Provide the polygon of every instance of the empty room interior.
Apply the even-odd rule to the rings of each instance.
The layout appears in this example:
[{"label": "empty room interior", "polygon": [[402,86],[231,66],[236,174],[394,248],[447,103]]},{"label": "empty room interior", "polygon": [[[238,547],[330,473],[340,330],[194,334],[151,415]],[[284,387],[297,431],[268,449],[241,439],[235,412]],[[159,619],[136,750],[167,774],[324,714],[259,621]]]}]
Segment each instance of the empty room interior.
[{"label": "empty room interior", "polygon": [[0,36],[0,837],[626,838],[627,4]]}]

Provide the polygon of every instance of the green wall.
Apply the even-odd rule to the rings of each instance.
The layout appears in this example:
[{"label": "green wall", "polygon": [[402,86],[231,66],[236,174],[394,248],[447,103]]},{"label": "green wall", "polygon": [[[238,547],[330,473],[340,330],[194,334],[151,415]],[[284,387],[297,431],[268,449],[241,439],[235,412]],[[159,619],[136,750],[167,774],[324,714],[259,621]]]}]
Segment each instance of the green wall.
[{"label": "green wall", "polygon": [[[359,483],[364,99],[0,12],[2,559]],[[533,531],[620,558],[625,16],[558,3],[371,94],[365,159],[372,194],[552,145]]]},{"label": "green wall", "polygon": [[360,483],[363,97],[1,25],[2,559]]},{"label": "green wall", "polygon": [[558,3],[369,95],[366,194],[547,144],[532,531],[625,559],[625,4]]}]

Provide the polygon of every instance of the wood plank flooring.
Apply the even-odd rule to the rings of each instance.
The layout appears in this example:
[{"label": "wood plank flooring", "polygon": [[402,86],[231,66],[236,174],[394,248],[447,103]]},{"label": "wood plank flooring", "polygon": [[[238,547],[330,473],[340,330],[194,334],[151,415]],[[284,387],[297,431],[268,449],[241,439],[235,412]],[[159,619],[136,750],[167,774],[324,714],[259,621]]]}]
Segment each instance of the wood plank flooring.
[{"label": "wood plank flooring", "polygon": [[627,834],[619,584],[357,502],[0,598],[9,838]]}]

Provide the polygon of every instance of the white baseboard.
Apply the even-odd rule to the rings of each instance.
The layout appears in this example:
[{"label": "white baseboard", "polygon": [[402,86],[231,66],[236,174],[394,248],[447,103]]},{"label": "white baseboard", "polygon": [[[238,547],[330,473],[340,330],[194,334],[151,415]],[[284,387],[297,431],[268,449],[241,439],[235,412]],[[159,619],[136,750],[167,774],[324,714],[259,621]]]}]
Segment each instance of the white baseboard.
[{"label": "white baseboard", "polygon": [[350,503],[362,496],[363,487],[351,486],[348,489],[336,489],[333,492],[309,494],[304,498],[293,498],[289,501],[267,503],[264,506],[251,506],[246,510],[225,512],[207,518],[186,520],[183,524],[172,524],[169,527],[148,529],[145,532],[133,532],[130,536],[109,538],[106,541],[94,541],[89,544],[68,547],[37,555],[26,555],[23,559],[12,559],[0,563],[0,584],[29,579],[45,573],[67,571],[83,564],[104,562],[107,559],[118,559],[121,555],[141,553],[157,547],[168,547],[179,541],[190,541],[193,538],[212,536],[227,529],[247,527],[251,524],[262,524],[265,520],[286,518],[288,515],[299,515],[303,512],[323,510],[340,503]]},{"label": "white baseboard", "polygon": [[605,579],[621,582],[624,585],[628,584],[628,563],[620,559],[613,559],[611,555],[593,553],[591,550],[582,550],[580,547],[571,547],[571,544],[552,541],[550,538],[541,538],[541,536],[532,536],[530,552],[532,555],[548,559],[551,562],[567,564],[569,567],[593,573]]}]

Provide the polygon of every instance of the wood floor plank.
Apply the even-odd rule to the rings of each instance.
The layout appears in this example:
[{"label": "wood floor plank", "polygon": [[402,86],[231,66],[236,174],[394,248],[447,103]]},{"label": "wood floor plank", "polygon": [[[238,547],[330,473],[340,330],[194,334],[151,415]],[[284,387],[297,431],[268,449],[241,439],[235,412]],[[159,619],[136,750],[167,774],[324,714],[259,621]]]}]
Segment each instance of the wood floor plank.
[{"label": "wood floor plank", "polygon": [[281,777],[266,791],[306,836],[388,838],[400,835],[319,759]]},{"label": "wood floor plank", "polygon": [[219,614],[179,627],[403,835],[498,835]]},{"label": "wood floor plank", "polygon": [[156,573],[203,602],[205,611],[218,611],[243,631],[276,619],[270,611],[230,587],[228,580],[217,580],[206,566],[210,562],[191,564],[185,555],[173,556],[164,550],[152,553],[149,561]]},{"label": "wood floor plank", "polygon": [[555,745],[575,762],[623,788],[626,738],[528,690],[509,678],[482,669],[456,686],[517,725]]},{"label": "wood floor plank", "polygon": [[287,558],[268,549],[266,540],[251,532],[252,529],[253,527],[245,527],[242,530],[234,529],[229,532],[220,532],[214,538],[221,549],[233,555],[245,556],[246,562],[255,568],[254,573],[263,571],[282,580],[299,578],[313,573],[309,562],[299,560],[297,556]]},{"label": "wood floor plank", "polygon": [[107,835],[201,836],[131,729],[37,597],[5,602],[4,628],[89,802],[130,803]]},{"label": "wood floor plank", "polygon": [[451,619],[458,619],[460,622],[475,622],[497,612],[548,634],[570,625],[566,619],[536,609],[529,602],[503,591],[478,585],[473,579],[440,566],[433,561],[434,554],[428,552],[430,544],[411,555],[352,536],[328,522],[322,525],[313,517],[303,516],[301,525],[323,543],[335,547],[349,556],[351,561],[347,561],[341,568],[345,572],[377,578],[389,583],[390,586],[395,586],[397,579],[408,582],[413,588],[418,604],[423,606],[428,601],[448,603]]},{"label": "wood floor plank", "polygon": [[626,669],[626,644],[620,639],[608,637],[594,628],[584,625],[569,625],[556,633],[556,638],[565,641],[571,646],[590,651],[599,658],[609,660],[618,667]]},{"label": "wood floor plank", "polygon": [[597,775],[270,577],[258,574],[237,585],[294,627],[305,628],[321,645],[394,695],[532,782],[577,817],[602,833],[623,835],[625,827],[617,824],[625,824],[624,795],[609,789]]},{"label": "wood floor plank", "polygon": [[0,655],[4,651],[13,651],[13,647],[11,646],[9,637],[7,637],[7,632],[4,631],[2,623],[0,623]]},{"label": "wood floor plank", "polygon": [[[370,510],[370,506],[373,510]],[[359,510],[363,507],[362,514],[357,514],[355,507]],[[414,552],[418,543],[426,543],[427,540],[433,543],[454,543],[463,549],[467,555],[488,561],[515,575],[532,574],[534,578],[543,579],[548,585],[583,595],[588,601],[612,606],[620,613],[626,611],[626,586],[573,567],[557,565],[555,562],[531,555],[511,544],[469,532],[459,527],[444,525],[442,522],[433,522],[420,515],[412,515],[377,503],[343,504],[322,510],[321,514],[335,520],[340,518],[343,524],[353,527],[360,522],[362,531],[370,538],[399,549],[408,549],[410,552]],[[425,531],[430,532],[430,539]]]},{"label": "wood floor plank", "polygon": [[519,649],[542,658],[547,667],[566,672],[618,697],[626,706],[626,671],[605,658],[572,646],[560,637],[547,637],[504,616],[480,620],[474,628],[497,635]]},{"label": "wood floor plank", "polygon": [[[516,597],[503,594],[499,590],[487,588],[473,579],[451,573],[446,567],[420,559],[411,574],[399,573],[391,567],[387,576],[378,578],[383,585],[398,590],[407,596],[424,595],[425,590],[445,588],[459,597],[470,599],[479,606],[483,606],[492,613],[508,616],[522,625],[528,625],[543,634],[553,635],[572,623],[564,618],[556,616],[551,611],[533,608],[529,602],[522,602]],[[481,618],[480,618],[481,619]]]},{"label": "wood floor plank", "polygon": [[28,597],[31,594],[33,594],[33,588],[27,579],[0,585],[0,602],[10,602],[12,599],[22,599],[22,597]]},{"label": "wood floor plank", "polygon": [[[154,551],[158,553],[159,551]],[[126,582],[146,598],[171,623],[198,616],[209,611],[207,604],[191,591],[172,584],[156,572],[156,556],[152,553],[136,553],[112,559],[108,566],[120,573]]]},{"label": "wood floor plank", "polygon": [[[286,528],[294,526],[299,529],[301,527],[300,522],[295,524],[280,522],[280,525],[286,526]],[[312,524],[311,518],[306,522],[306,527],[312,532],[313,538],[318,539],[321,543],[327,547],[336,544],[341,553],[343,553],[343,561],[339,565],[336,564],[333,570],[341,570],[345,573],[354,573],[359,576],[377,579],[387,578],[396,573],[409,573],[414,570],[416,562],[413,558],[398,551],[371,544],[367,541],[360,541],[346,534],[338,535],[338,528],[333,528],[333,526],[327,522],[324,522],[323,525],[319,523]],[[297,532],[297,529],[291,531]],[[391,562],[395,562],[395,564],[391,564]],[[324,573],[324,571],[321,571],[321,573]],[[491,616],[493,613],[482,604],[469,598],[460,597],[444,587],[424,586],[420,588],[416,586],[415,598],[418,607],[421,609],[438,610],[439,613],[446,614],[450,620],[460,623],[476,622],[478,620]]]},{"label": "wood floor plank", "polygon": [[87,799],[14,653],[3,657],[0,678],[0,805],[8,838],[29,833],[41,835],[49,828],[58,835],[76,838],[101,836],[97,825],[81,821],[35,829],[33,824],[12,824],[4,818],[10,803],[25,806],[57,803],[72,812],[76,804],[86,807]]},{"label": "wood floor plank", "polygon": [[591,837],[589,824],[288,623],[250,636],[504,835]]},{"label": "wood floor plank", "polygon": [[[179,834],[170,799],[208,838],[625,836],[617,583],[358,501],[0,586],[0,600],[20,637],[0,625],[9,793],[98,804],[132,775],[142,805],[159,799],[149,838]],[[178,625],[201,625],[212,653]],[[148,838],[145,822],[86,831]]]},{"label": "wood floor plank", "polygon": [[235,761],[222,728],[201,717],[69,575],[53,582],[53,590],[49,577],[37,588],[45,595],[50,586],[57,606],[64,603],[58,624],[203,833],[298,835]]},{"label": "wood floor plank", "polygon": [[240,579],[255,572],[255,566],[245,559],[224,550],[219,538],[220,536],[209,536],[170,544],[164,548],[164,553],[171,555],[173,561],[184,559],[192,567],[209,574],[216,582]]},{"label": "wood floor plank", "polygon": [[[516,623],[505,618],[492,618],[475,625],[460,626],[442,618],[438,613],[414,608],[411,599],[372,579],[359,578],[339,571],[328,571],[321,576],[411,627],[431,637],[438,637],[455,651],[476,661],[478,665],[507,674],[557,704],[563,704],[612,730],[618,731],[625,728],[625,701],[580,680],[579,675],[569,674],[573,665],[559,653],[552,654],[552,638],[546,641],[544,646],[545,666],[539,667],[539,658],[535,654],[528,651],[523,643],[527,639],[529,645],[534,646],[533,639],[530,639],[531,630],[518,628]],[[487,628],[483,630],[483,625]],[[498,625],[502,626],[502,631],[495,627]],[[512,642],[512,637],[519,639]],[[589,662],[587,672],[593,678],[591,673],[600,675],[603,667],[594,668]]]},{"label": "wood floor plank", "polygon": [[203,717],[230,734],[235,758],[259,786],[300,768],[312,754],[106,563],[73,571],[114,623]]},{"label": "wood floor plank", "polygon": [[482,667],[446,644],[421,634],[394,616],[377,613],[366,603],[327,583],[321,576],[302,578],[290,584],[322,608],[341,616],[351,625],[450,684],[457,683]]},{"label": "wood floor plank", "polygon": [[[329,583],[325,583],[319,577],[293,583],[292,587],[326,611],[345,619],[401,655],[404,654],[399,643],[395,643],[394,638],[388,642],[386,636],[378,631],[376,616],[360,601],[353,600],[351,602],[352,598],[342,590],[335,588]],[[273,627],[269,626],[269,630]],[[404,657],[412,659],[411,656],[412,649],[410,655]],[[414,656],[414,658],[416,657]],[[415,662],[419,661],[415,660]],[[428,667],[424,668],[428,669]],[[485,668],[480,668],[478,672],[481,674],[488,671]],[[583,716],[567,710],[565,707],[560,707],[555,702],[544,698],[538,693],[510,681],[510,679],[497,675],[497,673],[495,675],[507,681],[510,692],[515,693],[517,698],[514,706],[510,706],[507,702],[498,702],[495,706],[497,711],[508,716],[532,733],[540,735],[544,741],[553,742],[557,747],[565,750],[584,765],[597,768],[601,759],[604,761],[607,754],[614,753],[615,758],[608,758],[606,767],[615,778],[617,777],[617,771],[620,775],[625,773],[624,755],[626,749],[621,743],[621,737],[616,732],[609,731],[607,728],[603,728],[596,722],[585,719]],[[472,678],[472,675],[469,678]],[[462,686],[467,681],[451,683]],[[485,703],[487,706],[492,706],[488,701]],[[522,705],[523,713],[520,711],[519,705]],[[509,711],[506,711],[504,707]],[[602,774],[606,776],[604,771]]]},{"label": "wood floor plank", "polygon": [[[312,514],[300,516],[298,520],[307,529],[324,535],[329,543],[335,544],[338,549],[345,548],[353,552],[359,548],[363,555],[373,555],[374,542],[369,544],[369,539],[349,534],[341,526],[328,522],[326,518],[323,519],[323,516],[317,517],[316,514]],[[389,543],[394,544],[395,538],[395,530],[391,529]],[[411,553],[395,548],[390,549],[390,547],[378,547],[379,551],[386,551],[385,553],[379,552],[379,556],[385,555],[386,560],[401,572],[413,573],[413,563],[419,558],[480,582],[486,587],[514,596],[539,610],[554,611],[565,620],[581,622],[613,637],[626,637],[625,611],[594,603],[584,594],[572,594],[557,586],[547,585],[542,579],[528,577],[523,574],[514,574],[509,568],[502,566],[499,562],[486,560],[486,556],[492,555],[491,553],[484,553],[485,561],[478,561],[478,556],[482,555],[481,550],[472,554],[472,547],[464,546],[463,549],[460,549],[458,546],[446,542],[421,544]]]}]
◆ ◆ ◆ ◆ ◆ ◆ ◆
> Exercise aim
Turn the part of the material that opens with the line containing "Provide the polygon of every instance of the wood plank" and closes with the line containing "Segment each instance of the wood plank" into a numbered list, one line per item, leaving out any blank lines.

> Complete answer
1. Provide the polygon of every instance of the wood plank flooring.
2. Apply the even-odd rule to the rings of each instance.
3. The layout appears in this example:
4. [{"label": "wood plank flooring", "polygon": [[402,86],[231,66],[236,174],[394,248],[447,103]]},{"label": "wood plank flooring", "polygon": [[[238,547],[330,473],[340,330],[194,334],[151,415]],[[284,387],[297,431],[268,449],[241,439],[235,412]],[[159,619],[136,750],[167,774],[324,714],[259,621]]]}]
5. Segment each instance of the wood plank flooring.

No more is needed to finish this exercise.